Start of Exercise inputs

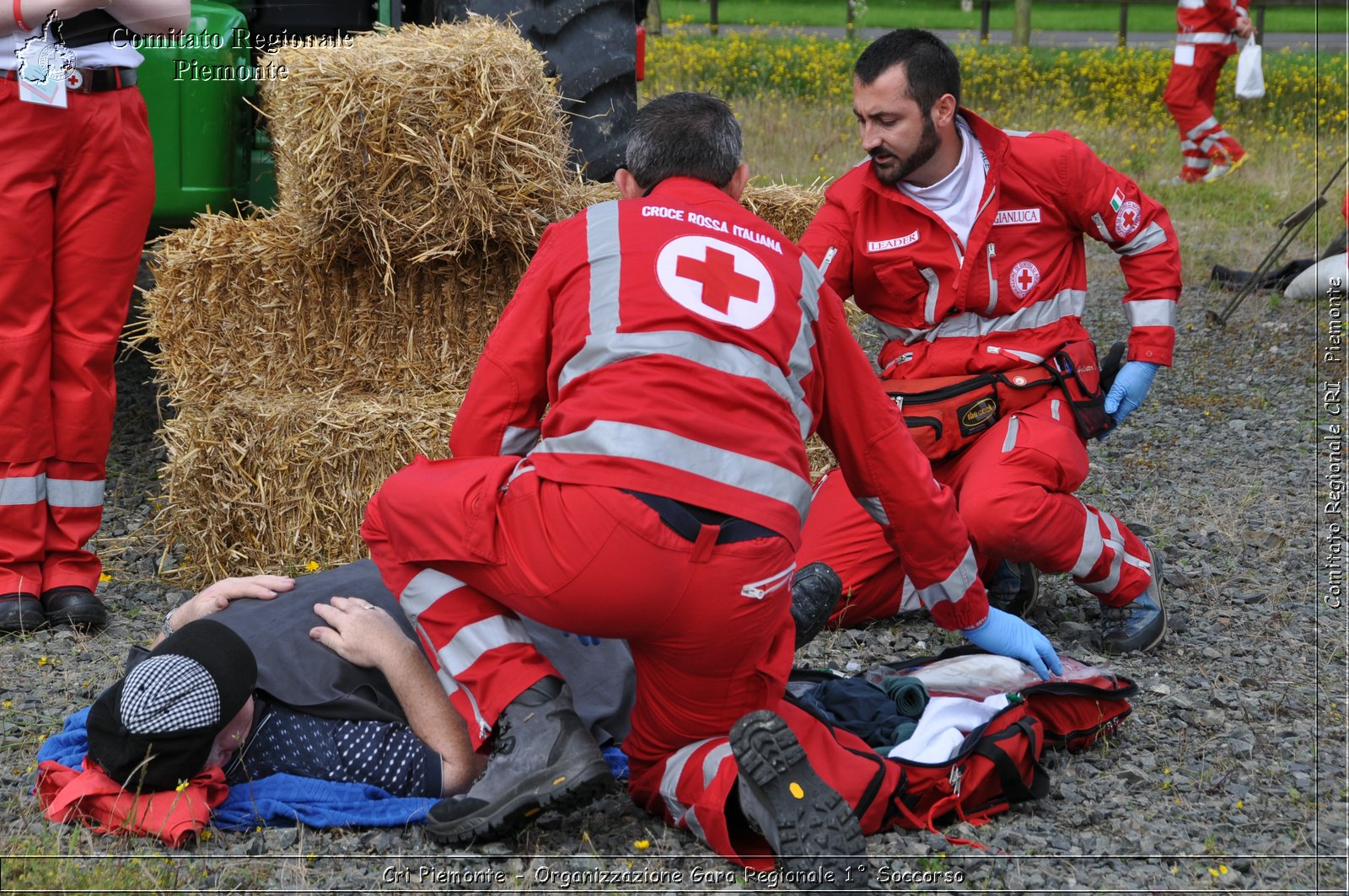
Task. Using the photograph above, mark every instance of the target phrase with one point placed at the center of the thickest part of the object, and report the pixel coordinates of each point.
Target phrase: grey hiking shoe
(813, 831)
(1015, 587)
(544, 757)
(1139, 625)
(816, 591)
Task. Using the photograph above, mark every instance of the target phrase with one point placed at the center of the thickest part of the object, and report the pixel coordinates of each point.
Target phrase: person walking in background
(964, 242)
(1207, 33)
(76, 195)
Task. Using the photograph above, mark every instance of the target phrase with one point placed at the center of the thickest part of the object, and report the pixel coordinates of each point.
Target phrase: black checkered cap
(155, 727)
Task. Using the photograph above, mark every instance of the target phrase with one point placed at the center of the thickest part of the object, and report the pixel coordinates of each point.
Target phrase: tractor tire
(591, 46)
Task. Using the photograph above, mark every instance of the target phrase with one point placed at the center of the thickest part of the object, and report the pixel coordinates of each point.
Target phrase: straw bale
(240, 305)
(265, 480)
(420, 143)
(787, 207)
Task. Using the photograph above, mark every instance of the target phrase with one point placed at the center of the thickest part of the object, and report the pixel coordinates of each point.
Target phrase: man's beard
(927, 148)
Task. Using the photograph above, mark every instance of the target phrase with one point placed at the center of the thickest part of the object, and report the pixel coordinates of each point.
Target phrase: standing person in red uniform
(683, 350)
(965, 244)
(76, 195)
(1207, 33)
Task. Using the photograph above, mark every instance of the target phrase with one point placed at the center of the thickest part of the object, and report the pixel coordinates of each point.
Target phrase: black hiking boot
(543, 757)
(1015, 587)
(1139, 625)
(816, 591)
(813, 831)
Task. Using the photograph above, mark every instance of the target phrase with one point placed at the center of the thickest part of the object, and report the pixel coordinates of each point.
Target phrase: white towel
(943, 727)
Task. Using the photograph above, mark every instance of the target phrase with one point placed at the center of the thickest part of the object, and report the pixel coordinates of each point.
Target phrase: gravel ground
(1229, 775)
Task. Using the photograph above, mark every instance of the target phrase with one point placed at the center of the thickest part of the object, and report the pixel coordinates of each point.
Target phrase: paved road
(1325, 42)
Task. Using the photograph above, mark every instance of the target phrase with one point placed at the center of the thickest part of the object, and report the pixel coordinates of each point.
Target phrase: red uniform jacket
(1016, 294)
(1209, 22)
(683, 347)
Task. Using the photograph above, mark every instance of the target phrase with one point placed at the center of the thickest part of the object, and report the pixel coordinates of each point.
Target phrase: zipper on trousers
(761, 588)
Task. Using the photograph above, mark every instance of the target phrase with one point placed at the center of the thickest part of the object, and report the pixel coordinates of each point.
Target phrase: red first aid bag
(997, 763)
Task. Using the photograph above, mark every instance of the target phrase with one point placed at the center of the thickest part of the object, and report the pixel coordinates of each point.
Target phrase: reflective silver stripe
(799, 361)
(602, 249)
(1112, 581)
(1207, 37)
(1151, 238)
(474, 640)
(1069, 303)
(660, 447)
(74, 493)
(1151, 312)
(669, 779)
(1092, 545)
(24, 490)
(874, 510)
(610, 348)
(993, 281)
(954, 586)
(930, 305)
(829, 256)
(425, 588)
(712, 763)
(1101, 228)
(1197, 131)
(519, 440)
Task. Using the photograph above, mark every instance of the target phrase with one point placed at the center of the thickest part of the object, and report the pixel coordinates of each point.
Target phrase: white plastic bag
(1250, 72)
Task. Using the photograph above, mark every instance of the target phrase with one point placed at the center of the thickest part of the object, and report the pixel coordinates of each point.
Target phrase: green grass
(946, 13)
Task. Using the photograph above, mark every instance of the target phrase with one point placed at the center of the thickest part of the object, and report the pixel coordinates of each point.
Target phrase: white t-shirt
(105, 54)
(955, 197)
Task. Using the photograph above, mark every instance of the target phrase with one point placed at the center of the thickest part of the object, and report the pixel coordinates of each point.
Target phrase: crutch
(1290, 227)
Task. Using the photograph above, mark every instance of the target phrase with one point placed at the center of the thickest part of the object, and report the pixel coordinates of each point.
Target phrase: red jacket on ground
(1018, 293)
(701, 386)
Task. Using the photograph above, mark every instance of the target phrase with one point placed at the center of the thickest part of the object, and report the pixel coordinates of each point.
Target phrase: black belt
(91, 80)
(688, 520)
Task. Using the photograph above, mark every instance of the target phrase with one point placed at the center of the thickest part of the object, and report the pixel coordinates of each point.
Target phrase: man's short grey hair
(685, 135)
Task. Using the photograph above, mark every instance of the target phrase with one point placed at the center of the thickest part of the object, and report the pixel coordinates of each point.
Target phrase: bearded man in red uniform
(965, 243)
(683, 350)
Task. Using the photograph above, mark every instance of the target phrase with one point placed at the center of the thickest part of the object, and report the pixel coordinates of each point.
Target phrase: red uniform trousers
(76, 196)
(1190, 96)
(708, 625)
(1013, 487)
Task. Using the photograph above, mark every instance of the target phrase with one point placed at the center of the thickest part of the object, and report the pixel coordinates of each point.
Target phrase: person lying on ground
(270, 675)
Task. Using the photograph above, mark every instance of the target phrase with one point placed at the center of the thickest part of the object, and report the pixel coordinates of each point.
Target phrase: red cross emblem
(1128, 219)
(717, 280)
(1024, 276)
(721, 282)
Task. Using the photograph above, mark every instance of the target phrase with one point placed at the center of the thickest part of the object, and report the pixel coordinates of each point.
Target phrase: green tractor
(200, 87)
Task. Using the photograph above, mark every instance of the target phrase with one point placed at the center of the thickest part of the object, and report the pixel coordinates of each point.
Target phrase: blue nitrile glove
(584, 639)
(1131, 386)
(1007, 635)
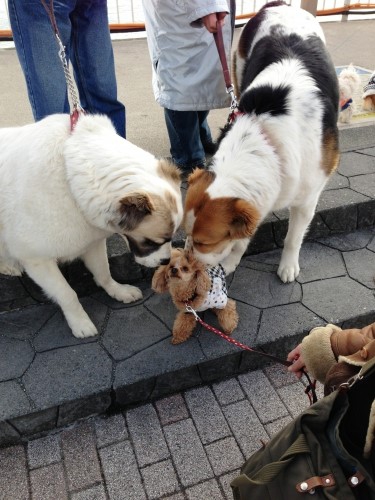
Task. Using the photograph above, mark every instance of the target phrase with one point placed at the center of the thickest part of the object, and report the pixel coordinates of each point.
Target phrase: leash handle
(218, 37)
(77, 109)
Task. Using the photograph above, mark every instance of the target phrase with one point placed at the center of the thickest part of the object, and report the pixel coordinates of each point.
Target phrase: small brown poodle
(190, 283)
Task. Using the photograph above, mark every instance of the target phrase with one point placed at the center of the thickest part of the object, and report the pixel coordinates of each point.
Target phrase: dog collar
(344, 104)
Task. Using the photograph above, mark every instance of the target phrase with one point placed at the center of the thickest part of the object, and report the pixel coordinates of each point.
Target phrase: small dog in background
(349, 85)
(192, 283)
(368, 96)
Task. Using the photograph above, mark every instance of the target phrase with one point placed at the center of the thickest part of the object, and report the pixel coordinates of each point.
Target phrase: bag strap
(367, 369)
(270, 471)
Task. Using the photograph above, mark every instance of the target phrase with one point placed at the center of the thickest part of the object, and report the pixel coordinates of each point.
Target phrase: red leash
(311, 384)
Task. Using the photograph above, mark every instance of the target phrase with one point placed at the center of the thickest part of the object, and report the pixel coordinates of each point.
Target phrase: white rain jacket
(187, 73)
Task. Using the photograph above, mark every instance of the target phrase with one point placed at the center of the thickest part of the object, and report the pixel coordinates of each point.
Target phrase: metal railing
(126, 16)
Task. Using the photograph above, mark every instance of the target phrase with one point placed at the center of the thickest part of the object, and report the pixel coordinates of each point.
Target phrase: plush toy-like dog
(349, 85)
(191, 282)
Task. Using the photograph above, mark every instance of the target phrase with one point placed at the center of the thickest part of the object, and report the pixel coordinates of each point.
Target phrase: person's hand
(210, 21)
(297, 360)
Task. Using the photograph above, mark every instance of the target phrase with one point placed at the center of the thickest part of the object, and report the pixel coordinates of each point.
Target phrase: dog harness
(344, 104)
(217, 297)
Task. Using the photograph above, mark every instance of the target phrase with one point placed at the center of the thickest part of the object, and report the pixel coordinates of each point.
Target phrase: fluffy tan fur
(186, 279)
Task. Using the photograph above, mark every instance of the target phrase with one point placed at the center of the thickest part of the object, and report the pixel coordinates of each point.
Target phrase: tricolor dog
(280, 148)
(63, 193)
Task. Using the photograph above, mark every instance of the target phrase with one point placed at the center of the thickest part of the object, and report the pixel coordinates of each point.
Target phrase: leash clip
(189, 309)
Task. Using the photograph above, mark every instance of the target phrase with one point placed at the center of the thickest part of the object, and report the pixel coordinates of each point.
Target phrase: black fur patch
(265, 99)
(313, 56)
(251, 28)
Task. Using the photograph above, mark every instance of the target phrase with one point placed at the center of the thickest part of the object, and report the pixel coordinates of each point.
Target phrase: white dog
(279, 151)
(63, 193)
(349, 86)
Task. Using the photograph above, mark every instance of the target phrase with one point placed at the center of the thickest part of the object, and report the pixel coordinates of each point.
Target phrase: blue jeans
(84, 32)
(188, 131)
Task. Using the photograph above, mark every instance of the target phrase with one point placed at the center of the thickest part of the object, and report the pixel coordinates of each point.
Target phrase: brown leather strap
(356, 479)
(315, 482)
(218, 36)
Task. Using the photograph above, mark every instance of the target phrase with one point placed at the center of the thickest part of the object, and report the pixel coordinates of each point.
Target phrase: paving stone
(224, 455)
(160, 479)
(364, 184)
(13, 474)
(35, 422)
(206, 414)
(225, 483)
(358, 264)
(57, 333)
(82, 407)
(121, 472)
(139, 327)
(110, 430)
(350, 241)
(171, 409)
(294, 398)
(44, 451)
(96, 492)
(273, 428)
(324, 300)
(78, 445)
(208, 489)
(146, 435)
(48, 483)
(67, 374)
(10, 289)
(15, 357)
(318, 262)
(187, 451)
(263, 289)
(13, 400)
(262, 396)
(23, 324)
(161, 359)
(278, 375)
(246, 426)
(228, 391)
(287, 320)
(8, 434)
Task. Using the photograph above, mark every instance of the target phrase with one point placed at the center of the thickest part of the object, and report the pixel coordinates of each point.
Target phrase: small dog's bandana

End of Exercise inputs

All lines from the one containing "Target phrase: blue jeans" to the end of the records are to be duplicated exactly, and no other lines are to be given.

Result:
Target phrase: blue jeans
(84, 32)
(188, 131)
Task. Using the photograph above, mark every instance of the target phrase with one point placed at the center of the thickest part of the object, and report the pixel coordinates of each point.
Target phrase: brown leather strap
(356, 479)
(315, 482)
(218, 36)
Task. Using the photograph above, mark every instance of the target phrase with one point placed at the center of the thickest part of the object, and report the pixel coordinates of each point.
Target phrase: paving stone
(224, 455)
(160, 479)
(364, 184)
(13, 474)
(35, 422)
(206, 414)
(225, 483)
(358, 264)
(57, 333)
(82, 407)
(121, 472)
(139, 327)
(110, 430)
(350, 241)
(171, 409)
(294, 398)
(44, 451)
(96, 492)
(273, 428)
(324, 300)
(78, 445)
(208, 489)
(146, 435)
(48, 483)
(67, 374)
(10, 289)
(15, 357)
(318, 262)
(187, 451)
(263, 289)
(13, 400)
(262, 396)
(23, 324)
(161, 359)
(278, 375)
(246, 426)
(228, 391)
(287, 320)
(8, 434)
Task. Using the photograph above, mark every instance of the target phrase with one point placed at the center of the thickest part of the object, and report the pixel coordinates of each point.
Target phrase: small dog's bandana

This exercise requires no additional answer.